STATED EXERCISE:
Write out again only the lines between the one with "Annotation guideline: for each instance of the ball-shaped" and the end of the records below, both ends counted, and don't include the pictures.
▽
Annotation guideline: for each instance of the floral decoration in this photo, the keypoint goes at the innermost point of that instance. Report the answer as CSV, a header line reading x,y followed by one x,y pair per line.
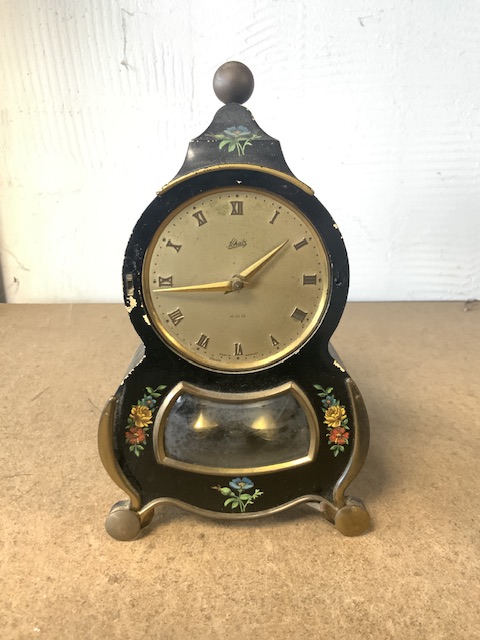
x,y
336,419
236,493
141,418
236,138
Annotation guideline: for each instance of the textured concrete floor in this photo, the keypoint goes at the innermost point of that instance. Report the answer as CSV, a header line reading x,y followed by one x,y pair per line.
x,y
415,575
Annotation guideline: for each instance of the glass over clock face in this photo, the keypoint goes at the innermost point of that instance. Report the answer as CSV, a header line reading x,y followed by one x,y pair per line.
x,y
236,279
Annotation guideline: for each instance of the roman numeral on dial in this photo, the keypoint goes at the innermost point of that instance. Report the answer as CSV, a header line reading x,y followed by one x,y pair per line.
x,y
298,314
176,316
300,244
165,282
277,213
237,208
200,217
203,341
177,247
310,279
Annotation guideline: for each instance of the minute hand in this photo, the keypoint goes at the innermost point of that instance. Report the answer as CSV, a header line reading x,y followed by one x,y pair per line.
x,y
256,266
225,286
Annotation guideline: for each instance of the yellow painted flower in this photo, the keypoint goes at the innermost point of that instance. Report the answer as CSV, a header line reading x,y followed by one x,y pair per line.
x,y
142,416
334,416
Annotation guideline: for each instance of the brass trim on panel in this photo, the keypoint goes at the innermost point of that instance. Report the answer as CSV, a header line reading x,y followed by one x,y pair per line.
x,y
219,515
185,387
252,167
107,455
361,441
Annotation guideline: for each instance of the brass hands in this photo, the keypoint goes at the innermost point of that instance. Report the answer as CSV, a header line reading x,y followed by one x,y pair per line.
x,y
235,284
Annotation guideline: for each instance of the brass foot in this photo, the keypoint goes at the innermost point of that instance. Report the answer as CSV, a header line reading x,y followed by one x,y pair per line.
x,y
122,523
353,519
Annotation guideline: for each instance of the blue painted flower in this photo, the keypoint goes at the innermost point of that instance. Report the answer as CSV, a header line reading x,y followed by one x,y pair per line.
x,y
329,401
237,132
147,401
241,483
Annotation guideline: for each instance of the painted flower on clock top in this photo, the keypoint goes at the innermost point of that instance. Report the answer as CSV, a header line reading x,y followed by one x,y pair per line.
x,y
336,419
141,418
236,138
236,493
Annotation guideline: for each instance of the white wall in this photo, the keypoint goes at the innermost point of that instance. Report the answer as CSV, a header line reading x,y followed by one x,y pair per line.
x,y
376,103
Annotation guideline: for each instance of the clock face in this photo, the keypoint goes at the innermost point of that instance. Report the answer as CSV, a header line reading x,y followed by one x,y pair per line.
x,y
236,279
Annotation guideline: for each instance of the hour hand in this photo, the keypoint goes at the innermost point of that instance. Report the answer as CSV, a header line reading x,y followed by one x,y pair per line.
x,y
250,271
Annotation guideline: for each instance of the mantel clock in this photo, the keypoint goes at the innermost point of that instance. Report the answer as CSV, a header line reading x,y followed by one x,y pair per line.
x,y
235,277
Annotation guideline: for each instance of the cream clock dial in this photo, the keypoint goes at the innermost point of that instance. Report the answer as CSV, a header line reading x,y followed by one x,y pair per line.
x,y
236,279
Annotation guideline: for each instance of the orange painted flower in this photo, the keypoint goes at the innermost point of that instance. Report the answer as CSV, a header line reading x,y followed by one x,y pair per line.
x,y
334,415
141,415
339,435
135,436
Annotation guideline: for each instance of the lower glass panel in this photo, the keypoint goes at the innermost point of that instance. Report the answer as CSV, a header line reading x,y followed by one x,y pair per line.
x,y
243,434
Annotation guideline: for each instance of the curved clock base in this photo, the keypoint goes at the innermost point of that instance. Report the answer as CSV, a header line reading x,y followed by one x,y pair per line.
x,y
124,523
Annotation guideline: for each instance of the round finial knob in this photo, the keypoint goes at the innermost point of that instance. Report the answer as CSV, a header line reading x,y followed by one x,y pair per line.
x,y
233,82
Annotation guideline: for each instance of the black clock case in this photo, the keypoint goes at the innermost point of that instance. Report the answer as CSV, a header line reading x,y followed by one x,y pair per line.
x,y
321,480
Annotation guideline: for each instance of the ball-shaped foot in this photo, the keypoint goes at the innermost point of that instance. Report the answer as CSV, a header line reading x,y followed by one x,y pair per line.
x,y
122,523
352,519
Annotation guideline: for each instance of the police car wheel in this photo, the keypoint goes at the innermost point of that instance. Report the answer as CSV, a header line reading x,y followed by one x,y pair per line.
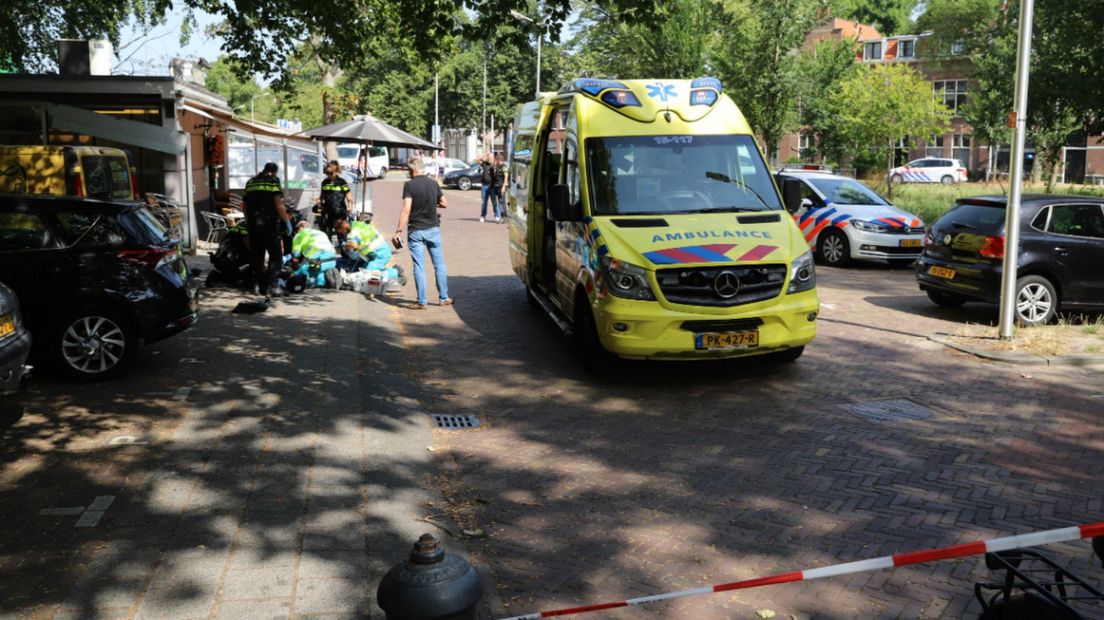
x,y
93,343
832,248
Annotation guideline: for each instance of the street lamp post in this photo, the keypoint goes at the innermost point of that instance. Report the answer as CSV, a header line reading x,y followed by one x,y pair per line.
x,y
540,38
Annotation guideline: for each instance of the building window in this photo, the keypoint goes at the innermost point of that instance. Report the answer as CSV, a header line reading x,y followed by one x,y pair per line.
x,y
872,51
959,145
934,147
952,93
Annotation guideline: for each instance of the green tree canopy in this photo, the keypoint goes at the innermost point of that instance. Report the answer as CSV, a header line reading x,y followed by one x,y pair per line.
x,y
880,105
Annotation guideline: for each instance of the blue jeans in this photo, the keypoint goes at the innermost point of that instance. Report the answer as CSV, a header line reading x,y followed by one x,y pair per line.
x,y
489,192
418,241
△
EXERCISE RESPONSE:
Annotation guideline: for each instance of the ball-shaped foot in this photo, the keypoint goes at the innermost point of that instance. Report the answer as CSV, a header line reading x,y followed by one x,y pair per line.
x,y
122,523
352,519
Annotation guideline: for each instance of the police car wheel in this photo, the keypoint goes at the innermost point of that instance. Report the answer as CSV, a header line reading x,y followed by one x,y pair per line.
x,y
93,343
832,248
Annotation guideline: for each instance of the street lamp post in this photo, the keypoint goes at the innermost point of that instance. Report the answer as CSV, a header line reading x,y followed by one x,y pair per line.
x,y
540,38
Annotation guideline: for each instance of the building window in this photo, the keypoint goes at the innermost point of that instance. Report the answer as CSV, a header line reading x,y followed by one x,y pair per line.
x,y
872,51
959,145
934,147
952,93
Annotation guideline: for each instance of the green tree canopy in this photo, the keypoint goes at the innermost point of that instance. Report the answer as CSV, a header line reading x,y followed by one x,y pair per line.
x,y
880,105
Annotation guideline: for each instance of the blue jeans in this photo, the keypoint goes at the innermost point of that instance. Report the answer as CSV, a header line reading x,y followed by one x,y pair per line.
x,y
489,192
418,241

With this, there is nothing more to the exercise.